### Assignment
The answer should be one number: how many lines in the records below contain the word "crop".

** Opening Data for the task block **

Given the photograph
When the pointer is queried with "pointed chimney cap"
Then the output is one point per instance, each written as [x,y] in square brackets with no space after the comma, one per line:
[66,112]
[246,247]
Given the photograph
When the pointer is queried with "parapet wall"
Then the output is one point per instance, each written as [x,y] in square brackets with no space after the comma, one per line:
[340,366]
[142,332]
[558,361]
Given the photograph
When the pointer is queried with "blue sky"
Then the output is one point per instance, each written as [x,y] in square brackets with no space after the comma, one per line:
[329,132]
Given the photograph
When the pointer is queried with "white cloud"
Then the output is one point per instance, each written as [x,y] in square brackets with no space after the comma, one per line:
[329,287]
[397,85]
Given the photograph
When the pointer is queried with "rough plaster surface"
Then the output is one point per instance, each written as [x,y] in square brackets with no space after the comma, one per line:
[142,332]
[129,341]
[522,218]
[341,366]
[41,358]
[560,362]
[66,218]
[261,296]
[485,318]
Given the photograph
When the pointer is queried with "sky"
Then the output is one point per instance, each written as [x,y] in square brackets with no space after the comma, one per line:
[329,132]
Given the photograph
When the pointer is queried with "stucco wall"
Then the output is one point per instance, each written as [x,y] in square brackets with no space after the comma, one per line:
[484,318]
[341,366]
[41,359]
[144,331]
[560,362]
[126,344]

** Closing Data for the task block **
** Opening Data for the task block **

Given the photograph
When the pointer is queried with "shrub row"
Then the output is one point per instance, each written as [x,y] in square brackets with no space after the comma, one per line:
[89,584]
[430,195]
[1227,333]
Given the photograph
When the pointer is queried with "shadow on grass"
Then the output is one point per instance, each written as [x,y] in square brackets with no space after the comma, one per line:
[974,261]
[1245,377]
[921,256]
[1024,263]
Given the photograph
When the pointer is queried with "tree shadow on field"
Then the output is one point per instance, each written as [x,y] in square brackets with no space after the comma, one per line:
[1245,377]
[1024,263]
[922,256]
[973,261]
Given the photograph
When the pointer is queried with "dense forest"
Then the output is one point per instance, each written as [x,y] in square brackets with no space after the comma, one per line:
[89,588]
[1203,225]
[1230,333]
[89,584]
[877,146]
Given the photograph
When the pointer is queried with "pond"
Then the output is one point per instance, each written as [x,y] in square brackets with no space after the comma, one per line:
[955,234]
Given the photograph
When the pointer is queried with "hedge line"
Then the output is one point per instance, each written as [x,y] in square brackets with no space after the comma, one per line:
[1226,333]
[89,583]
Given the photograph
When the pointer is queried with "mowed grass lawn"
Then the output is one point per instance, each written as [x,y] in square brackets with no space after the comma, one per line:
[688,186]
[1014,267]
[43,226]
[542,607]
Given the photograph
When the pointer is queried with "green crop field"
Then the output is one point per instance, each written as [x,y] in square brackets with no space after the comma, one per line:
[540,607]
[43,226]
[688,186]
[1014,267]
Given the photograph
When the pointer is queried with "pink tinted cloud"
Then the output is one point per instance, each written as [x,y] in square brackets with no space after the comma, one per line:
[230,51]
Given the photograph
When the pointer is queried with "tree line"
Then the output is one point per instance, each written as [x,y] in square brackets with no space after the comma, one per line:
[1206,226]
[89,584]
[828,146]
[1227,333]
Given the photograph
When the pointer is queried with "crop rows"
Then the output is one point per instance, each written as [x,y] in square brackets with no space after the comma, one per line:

** Closing Data for the task block **
** Opening Data for the task block **

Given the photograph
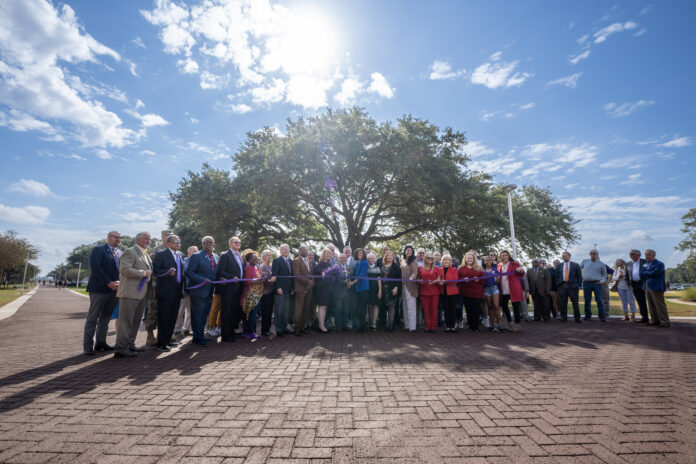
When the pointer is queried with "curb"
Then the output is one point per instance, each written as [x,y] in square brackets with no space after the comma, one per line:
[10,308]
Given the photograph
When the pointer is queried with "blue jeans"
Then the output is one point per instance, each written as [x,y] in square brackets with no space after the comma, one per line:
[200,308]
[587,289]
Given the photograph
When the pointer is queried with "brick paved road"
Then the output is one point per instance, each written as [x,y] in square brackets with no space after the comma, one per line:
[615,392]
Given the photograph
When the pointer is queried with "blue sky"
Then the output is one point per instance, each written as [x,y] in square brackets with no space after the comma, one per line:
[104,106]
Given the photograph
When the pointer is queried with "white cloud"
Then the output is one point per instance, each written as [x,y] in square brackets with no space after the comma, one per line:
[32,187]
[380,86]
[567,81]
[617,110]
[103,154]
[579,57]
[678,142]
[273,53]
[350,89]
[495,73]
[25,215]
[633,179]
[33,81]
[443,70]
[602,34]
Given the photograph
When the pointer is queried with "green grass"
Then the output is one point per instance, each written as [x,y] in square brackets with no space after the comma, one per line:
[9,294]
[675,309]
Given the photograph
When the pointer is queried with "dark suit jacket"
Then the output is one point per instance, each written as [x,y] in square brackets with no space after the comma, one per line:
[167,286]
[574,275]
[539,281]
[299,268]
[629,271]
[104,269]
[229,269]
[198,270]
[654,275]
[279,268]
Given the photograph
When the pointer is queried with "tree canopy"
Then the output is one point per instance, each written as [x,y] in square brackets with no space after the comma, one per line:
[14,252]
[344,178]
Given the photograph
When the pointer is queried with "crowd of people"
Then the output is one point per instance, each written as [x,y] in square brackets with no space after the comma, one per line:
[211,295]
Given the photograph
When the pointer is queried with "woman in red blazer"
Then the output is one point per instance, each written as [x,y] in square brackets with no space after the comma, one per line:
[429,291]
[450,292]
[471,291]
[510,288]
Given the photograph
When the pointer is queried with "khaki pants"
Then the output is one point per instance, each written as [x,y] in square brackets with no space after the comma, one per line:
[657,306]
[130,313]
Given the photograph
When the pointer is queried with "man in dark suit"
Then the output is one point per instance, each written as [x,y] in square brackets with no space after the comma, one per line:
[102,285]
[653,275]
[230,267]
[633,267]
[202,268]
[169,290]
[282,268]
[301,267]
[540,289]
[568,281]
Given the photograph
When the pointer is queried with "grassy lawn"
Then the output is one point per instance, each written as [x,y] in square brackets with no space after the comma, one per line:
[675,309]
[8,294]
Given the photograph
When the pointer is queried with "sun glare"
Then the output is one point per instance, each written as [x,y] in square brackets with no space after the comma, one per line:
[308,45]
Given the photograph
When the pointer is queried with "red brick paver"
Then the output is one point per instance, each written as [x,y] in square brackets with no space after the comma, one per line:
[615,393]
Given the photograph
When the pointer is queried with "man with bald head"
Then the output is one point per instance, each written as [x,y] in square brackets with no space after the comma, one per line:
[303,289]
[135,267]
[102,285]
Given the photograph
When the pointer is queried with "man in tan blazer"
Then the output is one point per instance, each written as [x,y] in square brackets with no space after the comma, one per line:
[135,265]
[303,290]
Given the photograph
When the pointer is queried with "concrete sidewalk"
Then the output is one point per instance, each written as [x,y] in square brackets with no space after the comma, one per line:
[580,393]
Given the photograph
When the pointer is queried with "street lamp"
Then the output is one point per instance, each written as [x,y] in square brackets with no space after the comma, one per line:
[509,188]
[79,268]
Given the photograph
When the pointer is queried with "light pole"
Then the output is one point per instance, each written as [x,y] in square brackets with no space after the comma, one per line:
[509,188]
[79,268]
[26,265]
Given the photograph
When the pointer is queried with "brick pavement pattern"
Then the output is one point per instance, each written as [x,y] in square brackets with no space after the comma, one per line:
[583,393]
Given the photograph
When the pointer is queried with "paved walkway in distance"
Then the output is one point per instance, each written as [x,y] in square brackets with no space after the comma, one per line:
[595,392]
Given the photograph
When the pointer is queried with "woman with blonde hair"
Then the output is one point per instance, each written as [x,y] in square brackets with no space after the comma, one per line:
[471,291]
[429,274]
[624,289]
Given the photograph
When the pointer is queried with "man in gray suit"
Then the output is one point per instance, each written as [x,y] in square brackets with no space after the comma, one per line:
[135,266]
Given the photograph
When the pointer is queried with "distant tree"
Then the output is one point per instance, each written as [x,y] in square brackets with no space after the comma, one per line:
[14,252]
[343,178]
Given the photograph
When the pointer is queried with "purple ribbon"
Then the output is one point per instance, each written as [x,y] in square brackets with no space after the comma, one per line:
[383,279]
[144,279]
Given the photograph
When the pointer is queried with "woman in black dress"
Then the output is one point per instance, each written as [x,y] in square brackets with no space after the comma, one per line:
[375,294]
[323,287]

** Closing Data for the task block **

### Answer space
2